Instruction:
Transcribe, exactly as they appear, only the lines from the one holding "Task: identify the brown trout" through the end of the entries below.

Stored data:
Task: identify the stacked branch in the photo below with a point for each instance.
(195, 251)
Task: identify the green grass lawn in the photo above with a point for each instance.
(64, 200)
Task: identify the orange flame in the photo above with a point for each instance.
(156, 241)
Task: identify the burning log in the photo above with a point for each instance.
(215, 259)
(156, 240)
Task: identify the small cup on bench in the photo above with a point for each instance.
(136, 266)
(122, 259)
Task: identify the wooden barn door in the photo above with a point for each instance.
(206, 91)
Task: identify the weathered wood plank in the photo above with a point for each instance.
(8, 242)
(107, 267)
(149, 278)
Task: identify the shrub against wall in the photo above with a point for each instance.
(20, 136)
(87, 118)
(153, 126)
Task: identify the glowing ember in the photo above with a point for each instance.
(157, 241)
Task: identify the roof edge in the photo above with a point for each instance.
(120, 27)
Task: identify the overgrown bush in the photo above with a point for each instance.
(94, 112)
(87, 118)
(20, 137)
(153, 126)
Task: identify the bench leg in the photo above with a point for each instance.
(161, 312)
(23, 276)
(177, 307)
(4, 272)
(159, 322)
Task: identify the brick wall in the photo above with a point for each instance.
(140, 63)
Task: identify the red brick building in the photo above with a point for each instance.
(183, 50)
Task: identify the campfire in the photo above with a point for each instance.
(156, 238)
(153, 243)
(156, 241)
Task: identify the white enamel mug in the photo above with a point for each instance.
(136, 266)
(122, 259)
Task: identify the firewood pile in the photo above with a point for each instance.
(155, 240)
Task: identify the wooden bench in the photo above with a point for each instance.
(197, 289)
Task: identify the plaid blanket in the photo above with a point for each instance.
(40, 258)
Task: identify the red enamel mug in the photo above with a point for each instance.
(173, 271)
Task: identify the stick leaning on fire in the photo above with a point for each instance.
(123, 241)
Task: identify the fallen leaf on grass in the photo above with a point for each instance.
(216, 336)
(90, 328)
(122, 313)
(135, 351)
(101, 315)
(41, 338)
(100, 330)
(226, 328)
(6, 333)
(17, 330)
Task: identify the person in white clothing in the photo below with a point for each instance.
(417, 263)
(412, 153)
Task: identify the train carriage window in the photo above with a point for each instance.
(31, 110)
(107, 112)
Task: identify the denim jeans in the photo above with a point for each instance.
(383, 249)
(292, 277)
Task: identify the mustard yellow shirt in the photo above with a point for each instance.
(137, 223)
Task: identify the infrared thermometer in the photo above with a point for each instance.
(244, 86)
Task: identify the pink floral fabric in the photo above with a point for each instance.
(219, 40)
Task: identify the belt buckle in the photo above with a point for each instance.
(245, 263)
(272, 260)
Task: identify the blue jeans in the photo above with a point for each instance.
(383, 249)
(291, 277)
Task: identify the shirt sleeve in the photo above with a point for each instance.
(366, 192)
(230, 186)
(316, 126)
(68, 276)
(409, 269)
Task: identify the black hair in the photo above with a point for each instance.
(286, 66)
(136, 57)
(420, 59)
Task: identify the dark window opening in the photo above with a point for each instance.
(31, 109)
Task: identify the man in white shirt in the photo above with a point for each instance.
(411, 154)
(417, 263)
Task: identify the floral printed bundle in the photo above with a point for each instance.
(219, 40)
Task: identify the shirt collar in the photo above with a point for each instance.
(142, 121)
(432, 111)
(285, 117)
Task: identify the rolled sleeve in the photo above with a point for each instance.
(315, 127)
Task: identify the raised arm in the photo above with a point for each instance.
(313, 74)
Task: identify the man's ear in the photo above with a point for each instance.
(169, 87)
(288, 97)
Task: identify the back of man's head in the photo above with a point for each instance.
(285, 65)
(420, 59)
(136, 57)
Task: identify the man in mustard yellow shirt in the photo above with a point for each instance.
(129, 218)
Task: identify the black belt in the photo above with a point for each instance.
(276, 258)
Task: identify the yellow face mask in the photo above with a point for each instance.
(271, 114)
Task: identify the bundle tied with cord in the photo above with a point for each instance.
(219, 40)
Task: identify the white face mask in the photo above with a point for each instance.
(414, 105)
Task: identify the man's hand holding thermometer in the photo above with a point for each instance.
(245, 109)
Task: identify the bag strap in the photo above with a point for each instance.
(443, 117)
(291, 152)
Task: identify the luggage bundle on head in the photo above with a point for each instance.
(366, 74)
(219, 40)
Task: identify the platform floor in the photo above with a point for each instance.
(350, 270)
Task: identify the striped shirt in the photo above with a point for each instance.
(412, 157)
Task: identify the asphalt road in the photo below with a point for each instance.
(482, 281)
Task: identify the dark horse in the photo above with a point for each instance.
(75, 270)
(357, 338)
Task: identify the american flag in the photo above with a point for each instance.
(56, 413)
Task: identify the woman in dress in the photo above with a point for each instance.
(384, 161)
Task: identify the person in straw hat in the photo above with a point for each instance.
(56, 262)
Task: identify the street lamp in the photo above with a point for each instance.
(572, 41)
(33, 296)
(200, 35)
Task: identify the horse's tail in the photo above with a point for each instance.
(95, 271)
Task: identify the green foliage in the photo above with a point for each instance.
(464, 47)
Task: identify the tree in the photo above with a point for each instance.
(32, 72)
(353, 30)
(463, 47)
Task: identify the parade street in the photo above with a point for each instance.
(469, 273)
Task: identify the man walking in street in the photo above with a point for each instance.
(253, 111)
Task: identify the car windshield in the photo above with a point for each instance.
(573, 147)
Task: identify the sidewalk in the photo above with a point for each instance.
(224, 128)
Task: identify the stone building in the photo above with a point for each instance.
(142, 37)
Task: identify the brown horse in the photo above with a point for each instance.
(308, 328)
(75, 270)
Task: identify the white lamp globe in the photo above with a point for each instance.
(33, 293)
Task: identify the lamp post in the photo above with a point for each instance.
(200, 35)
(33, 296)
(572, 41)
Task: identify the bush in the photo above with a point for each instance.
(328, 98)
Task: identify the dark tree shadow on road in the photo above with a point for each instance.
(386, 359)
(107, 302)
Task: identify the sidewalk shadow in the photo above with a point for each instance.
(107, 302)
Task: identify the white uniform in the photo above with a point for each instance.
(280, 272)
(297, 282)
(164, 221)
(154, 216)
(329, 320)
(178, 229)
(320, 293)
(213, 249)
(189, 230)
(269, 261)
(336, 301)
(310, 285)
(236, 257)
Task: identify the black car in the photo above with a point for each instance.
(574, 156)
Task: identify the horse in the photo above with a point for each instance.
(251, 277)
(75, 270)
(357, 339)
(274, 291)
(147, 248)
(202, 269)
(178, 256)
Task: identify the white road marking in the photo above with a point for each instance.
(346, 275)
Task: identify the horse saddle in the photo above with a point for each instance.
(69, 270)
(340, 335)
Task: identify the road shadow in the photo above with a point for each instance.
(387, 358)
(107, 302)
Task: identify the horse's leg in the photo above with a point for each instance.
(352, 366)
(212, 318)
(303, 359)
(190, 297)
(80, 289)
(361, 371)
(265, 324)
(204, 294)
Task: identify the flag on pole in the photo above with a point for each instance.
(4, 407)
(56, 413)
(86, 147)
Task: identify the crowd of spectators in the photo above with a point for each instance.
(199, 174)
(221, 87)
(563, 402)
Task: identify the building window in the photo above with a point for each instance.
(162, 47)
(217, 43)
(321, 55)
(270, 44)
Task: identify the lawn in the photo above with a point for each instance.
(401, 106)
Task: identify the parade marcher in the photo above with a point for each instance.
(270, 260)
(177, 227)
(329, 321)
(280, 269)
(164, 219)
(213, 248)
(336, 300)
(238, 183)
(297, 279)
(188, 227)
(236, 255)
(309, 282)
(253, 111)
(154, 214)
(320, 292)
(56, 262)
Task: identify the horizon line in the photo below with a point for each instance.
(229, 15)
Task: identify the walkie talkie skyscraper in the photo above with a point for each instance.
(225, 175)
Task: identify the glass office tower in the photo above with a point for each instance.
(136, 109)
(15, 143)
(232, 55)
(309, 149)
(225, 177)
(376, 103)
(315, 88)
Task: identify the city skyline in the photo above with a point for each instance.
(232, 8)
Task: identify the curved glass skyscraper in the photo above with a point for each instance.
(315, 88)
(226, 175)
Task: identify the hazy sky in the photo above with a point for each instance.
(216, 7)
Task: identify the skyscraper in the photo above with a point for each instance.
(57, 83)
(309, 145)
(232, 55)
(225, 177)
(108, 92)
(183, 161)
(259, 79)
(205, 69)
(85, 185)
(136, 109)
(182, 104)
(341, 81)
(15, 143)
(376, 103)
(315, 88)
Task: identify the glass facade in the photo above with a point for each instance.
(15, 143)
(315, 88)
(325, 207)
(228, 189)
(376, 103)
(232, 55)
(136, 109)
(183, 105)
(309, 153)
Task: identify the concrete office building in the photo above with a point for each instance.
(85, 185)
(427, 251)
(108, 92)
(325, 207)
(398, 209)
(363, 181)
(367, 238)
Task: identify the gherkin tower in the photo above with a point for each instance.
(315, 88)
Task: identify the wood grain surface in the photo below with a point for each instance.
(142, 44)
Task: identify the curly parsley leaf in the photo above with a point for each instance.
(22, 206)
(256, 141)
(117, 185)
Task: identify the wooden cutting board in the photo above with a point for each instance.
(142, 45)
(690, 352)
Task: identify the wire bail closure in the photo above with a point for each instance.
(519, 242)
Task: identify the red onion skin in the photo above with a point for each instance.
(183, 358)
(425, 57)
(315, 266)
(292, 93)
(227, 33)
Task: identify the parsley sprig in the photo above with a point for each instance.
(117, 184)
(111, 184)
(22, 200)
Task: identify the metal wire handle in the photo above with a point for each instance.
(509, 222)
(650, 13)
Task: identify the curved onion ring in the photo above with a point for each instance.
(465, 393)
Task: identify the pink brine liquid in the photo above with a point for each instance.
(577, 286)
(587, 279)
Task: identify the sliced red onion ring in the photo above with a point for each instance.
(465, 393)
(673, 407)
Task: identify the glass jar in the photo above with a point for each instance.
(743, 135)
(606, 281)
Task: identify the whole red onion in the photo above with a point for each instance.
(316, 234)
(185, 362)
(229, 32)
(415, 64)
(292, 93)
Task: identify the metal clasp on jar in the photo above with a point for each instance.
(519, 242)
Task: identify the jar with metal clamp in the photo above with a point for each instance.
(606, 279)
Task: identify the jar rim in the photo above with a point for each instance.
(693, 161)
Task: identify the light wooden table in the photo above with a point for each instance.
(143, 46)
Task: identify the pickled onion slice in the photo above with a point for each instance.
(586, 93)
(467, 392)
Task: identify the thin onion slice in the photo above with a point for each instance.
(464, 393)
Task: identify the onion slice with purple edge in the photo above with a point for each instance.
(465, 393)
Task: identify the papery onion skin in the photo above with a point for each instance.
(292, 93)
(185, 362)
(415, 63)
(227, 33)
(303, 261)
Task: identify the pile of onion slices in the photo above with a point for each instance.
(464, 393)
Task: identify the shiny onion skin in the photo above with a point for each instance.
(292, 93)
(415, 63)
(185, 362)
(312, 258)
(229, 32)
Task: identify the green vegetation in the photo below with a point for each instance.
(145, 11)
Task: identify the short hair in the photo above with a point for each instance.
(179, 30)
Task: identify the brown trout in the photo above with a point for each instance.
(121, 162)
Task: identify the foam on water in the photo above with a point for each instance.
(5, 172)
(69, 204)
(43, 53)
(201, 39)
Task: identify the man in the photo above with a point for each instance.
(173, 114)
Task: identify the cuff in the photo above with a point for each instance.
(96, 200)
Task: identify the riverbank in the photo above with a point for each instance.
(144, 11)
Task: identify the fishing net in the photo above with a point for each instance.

Response to the task:
Task: identify the brown trout in the photo above with a point for each instance.
(121, 162)
Task: identify the foam on water in the photo above with a point for each instance.
(5, 172)
(69, 204)
(43, 53)
(201, 39)
Task: identify the man in the photo above with a point for each instance.
(173, 114)
Task: identify the cuff in the photo above with a point for each instance.
(96, 200)
Task: identify the riverbank in the photo above with a point for each instance.
(144, 11)
Task: identify the fishing net in the photo above with a point for each instance.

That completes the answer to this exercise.